_Texto_
- - -
No estamos hablando de ciencia ficción ni de grandes multinacionales lejanas: son compañías medianas, cooperativas, empresas familiares y grupos empresariales como los que hemos acompañado en Colombia y en otros países de la región desde finales de los años ochenta.
Detrás de cada ataque exitoso suele aparecer el mismo patrón cultural. Directivos que pensaban que “eso solo le pasa a los bancos grandes”, áreas comerciales que presionan para abrir accesos desde cualquier dispositivo sin controles, colaboradores que temen reportar un error por miedo a ser culpados, y equipos de TI aislados, saturados y reducidos al rol de “apagafuegos”. En paralelo, los delincuentes han profesionalizado su modelo de negocio, automatizando ataques, comprando accesos en mercados clandestinos y usando herramientas de inteligencia artificial para diseñar campañas de phishing casi indistinguibles de una comunicación legítima. El choque entre una cultura de seguridad inmadura y un crimen digital industrializado es, por definición, desigual.
- - -
_Qué hacer_
- A) Repite palabra por palabra el fragmento del texto sobre seguridad digital que comienza en "Detrás de cada" y termina en "por definición, desigual.".
- B) Según el texto sobre seguridad digital, ¿qué herramientas usan los delincuentes para diseñar campañas de phishing casi indistinguibles de una comunicación legítima?

Elementos listados en un conjunto de datos:
- - -
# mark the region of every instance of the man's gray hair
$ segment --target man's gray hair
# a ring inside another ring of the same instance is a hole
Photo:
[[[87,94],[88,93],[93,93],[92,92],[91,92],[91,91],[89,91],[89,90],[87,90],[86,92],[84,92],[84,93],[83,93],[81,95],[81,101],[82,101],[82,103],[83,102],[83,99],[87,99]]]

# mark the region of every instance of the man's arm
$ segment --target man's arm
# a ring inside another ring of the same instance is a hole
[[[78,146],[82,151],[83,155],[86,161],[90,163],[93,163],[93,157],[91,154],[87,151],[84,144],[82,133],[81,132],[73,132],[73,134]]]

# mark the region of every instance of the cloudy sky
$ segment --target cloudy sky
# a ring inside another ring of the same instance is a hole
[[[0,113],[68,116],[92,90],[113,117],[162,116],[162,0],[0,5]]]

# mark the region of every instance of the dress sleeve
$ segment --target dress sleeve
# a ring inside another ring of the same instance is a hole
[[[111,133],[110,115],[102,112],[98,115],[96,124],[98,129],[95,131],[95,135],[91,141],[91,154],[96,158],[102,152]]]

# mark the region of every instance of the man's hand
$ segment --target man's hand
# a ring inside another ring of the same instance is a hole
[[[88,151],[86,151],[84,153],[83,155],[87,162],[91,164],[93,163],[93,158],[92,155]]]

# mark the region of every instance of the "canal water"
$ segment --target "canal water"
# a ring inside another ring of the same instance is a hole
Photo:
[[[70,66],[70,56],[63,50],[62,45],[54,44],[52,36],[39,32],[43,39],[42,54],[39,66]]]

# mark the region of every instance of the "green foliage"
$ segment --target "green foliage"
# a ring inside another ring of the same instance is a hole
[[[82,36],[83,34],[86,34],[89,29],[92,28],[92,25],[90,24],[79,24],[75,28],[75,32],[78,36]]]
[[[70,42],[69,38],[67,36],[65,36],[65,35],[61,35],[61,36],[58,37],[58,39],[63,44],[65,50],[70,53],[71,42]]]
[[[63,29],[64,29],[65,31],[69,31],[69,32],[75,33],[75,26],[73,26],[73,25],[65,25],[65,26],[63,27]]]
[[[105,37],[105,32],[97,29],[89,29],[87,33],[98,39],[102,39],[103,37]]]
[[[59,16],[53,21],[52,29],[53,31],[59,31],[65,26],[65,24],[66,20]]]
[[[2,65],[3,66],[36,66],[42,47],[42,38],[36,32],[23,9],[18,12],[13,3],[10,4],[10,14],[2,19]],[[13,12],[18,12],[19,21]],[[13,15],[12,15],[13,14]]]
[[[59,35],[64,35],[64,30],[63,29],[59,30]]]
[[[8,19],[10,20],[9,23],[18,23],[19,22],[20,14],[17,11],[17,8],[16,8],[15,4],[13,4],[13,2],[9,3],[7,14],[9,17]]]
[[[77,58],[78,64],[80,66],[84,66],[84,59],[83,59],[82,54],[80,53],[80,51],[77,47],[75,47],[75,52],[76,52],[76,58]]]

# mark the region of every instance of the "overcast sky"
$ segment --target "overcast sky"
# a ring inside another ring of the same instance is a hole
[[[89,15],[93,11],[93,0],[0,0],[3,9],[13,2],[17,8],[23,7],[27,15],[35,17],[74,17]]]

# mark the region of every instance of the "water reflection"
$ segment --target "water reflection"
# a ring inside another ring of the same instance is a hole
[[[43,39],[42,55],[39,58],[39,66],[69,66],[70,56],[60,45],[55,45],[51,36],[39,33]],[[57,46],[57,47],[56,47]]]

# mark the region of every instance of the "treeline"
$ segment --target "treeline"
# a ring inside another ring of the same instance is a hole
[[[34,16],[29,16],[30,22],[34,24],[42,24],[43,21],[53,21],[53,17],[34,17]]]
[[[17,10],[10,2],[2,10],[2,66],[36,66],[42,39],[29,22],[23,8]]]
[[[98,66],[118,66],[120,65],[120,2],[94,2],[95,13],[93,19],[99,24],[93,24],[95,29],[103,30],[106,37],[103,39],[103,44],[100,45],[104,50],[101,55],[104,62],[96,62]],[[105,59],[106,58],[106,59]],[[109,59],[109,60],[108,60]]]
- - -
_Resultados del ejercicio_
- A)
Detrás de cada ataque exitoso suele aparecer el mismo patrón cultural. Directivos que pensaban que “eso solo le pasa a los bancos grandes”, áreas comerciales que presionan para abrir accesos desde cualquier dispositivo sin controles, colaboradores que temen reportar un error por miedo a ser culpados, y equipos de TI aislados, saturados y reducidos al rol de “apagafuegos”. En paralelo, los delincuentes han profesionalizado su modelo de negocio, automatizando ataques, comprando accesos en mercados clandestinos y usando herramientas de inteligencia artificial para diseñar campañas de phishing casi indistinguibles de una comunicación legítima. El choque entre una cultura de seguridad inmadura y un crimen digital industrializado es, por definición, desigual.

- B) Herramientas de inteligencia artificial.